### Task details:
Write out, character for character, the line containing "For every instance of the stack" and all lines after it up to the end of the listing.
--- start of Record excerpts ---
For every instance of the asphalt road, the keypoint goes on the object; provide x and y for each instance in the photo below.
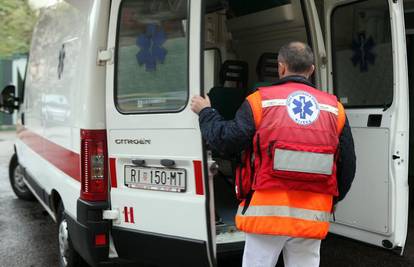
(28, 234)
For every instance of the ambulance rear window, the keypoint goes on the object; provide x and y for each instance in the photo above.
(362, 54)
(152, 56)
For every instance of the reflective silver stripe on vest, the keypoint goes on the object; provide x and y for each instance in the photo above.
(300, 161)
(329, 108)
(284, 211)
(282, 102)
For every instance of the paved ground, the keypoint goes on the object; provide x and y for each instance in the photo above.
(28, 235)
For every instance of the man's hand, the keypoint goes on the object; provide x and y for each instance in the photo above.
(198, 103)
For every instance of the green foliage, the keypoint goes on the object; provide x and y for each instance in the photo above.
(16, 25)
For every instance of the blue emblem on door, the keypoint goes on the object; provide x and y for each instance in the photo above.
(302, 107)
(151, 43)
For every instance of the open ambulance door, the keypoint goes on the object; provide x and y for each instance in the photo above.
(158, 184)
(367, 69)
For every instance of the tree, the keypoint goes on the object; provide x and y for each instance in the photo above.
(16, 24)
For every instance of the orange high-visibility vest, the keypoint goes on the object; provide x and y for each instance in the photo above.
(281, 210)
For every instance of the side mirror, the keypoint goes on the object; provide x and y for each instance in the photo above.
(8, 99)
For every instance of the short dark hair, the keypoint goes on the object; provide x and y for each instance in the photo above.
(297, 56)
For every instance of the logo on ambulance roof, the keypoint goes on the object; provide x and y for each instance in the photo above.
(302, 107)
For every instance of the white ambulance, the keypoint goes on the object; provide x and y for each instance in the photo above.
(107, 142)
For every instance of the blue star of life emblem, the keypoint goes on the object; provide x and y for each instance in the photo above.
(302, 107)
(363, 54)
(151, 43)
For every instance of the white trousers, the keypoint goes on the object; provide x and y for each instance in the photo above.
(264, 251)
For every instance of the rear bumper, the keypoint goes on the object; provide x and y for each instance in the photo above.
(161, 250)
(84, 229)
(134, 247)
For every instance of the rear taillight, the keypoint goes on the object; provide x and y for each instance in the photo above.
(94, 165)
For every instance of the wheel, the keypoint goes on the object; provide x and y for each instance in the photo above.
(68, 257)
(16, 176)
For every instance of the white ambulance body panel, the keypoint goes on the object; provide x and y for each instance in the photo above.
(63, 85)
(151, 129)
(376, 209)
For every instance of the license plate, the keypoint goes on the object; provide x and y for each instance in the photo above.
(152, 178)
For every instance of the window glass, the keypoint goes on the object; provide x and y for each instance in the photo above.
(245, 7)
(362, 54)
(152, 56)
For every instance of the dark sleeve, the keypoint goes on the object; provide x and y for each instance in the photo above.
(228, 137)
(347, 161)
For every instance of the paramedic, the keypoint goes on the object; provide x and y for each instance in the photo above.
(304, 161)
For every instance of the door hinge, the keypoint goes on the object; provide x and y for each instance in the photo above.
(112, 215)
(105, 56)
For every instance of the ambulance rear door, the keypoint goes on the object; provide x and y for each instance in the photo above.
(154, 141)
(368, 72)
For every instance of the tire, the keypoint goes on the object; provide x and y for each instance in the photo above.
(68, 256)
(16, 176)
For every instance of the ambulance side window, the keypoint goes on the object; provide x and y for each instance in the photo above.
(362, 54)
(152, 56)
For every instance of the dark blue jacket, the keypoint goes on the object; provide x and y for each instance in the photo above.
(231, 137)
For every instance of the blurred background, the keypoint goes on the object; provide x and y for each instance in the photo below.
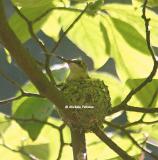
(66, 49)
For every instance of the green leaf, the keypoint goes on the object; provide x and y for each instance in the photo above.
(130, 62)
(60, 72)
(51, 26)
(145, 95)
(40, 151)
(151, 3)
(132, 16)
(31, 3)
(101, 151)
(131, 35)
(8, 57)
(116, 88)
(32, 10)
(85, 33)
(46, 145)
(4, 123)
(32, 108)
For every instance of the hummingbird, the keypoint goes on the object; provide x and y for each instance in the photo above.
(88, 99)
(78, 69)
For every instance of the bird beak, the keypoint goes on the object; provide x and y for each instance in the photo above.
(64, 59)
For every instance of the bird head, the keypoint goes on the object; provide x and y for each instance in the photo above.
(78, 69)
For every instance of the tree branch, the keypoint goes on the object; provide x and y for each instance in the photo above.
(111, 144)
(131, 138)
(155, 66)
(78, 144)
(68, 29)
(28, 64)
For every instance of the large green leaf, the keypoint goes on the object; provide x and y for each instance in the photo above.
(31, 3)
(116, 88)
(130, 62)
(145, 95)
(101, 151)
(85, 33)
(33, 10)
(32, 108)
(132, 16)
(4, 123)
(46, 146)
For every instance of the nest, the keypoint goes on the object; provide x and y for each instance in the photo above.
(88, 102)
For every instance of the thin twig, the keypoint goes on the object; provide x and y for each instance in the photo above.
(133, 109)
(62, 143)
(131, 138)
(68, 29)
(20, 150)
(26, 120)
(155, 66)
(10, 80)
(37, 40)
(111, 144)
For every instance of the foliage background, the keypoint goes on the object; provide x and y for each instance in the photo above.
(69, 50)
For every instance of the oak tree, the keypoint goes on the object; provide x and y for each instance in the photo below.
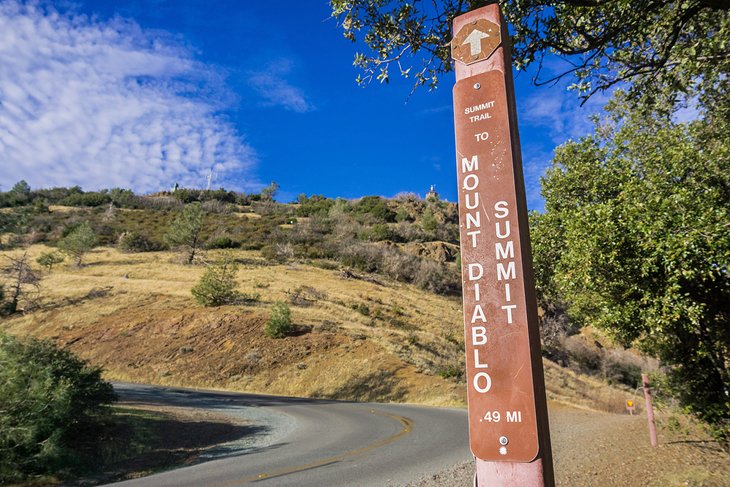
(657, 48)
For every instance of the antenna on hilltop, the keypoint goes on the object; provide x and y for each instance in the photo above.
(210, 177)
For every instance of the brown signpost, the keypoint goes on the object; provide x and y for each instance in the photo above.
(508, 424)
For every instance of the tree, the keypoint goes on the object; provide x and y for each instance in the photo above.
(279, 324)
(77, 243)
(185, 231)
(23, 282)
(635, 240)
(269, 192)
(51, 408)
(217, 286)
(653, 45)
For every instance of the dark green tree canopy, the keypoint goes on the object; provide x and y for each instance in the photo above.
(635, 239)
(651, 45)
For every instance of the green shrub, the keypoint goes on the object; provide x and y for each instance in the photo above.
(279, 324)
(217, 286)
(79, 241)
(136, 242)
(222, 242)
(374, 208)
(49, 259)
(52, 407)
(376, 233)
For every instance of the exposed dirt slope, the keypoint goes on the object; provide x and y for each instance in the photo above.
(358, 337)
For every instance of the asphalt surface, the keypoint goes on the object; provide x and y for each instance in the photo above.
(309, 442)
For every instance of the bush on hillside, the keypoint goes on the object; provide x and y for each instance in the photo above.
(374, 209)
(78, 242)
(217, 286)
(52, 407)
(49, 259)
(279, 324)
(221, 242)
(131, 242)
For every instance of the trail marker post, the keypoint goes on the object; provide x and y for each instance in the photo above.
(508, 423)
(649, 410)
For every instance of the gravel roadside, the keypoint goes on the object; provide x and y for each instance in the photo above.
(593, 449)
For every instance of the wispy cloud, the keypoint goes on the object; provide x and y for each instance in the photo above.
(560, 112)
(104, 104)
(275, 89)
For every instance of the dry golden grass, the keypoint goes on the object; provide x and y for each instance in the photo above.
(386, 341)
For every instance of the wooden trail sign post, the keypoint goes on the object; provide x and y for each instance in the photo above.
(508, 424)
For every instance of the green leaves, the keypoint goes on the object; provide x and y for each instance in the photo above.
(184, 232)
(655, 48)
(51, 403)
(217, 286)
(635, 239)
(78, 242)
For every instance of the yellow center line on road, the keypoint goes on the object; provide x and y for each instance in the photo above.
(407, 427)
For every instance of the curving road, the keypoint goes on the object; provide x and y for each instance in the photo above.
(310, 442)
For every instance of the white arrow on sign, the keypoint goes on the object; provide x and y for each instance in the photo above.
(475, 41)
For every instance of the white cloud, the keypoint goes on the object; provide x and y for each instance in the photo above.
(560, 112)
(276, 91)
(105, 104)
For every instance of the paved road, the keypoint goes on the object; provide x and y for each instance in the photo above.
(308, 442)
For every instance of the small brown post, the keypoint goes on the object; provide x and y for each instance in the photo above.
(649, 410)
(508, 423)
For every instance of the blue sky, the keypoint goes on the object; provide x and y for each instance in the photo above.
(146, 93)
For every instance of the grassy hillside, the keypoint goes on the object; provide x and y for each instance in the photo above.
(373, 285)
(356, 336)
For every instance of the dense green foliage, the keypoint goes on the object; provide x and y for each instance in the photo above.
(49, 259)
(279, 324)
(635, 240)
(217, 285)
(655, 45)
(22, 284)
(78, 242)
(51, 406)
(185, 231)
(136, 242)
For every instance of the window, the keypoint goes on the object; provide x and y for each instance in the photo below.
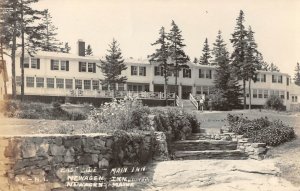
(87, 84)
(266, 93)
(30, 82)
(92, 67)
(69, 84)
(201, 73)
(208, 74)
(59, 83)
(82, 67)
(254, 93)
(39, 82)
(54, 65)
(26, 62)
(121, 87)
(142, 71)
(158, 71)
(50, 82)
(35, 63)
(133, 70)
(282, 94)
(186, 73)
(95, 84)
(18, 80)
(78, 84)
(260, 93)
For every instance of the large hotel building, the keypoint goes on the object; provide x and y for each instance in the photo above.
(63, 74)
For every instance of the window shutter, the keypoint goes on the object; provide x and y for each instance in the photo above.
(94, 67)
(38, 64)
(52, 63)
(67, 65)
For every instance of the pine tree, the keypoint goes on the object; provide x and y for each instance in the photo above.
(195, 60)
(178, 56)
(239, 42)
(273, 68)
(251, 60)
(49, 42)
(89, 50)
(226, 85)
(161, 56)
(204, 59)
(297, 74)
(113, 66)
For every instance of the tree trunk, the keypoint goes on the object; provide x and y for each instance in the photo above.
(249, 94)
(244, 92)
(13, 58)
(23, 50)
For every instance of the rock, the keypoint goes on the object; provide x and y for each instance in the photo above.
(57, 150)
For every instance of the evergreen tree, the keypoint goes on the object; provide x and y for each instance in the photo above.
(161, 56)
(178, 56)
(226, 85)
(89, 50)
(239, 42)
(195, 60)
(49, 42)
(113, 66)
(204, 59)
(297, 74)
(252, 63)
(273, 68)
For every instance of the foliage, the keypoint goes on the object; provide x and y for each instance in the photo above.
(274, 102)
(161, 55)
(226, 96)
(120, 114)
(113, 66)
(36, 110)
(261, 130)
(204, 60)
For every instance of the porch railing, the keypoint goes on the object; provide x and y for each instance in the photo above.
(194, 101)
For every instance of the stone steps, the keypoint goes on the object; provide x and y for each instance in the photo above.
(210, 154)
(202, 145)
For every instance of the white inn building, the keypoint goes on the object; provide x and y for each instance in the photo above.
(67, 75)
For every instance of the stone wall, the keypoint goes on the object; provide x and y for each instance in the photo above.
(42, 162)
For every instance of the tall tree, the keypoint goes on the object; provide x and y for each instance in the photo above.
(239, 42)
(204, 59)
(161, 56)
(89, 50)
(177, 54)
(49, 42)
(225, 83)
(66, 48)
(112, 67)
(252, 61)
(297, 74)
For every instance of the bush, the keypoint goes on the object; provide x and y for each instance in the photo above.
(261, 130)
(274, 102)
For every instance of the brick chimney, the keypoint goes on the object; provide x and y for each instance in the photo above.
(81, 47)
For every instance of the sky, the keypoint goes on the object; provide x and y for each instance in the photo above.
(135, 25)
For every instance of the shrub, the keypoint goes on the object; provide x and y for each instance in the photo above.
(274, 102)
(261, 130)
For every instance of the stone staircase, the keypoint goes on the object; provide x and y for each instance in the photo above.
(198, 146)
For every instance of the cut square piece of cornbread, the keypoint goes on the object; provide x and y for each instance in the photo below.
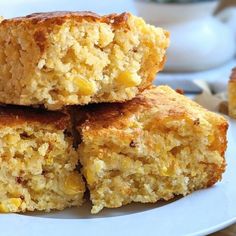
(232, 94)
(156, 146)
(37, 162)
(63, 58)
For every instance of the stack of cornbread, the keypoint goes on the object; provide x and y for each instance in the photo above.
(232, 94)
(141, 143)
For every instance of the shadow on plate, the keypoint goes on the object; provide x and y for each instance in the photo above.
(83, 212)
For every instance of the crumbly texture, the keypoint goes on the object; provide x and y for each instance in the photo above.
(63, 58)
(232, 94)
(37, 162)
(156, 146)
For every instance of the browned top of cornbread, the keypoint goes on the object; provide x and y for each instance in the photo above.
(166, 102)
(60, 17)
(233, 75)
(161, 104)
(47, 20)
(13, 115)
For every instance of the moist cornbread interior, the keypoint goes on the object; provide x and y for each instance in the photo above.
(232, 94)
(63, 58)
(156, 146)
(37, 162)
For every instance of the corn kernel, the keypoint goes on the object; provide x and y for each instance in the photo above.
(73, 184)
(85, 87)
(128, 79)
(90, 177)
(12, 138)
(10, 205)
(49, 161)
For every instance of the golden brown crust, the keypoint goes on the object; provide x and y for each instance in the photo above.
(59, 17)
(14, 115)
(50, 19)
(233, 75)
(173, 105)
--- end of Record excerpts ---
### Written answer:
For every instance of the stack of cornbread, the keypoint goes on the object; provide x and y for each instance in the photo above.
(232, 94)
(141, 143)
For every instance of the shadow on plate, the keypoint goes on the object; provide x and y for each instance in the photo above.
(83, 212)
For every instance of the crumbly texture, the keypoint goes on the object; provide x and y for each instance in the photo above.
(63, 58)
(232, 94)
(37, 162)
(156, 146)
For every instance of the browned top of cornbread, the keypoint goes on the object; provide x and y for each instance in the photo above.
(166, 102)
(60, 17)
(233, 75)
(161, 104)
(47, 20)
(13, 115)
For every instance of the moist cornbread interior, the keypoint goes on the object; provide x and y for each instance in the photo above.
(232, 94)
(63, 58)
(156, 146)
(37, 162)
For every instance of the corn kernel, the keypoint goes on the object; provide x and y for each instance in the photo above.
(73, 184)
(85, 87)
(128, 79)
(90, 177)
(12, 138)
(10, 205)
(49, 161)
For every instance of the golden brown crust, the keypoint goes on the object; provide x and y for each instance in the photo above.
(59, 17)
(14, 115)
(50, 19)
(233, 75)
(173, 105)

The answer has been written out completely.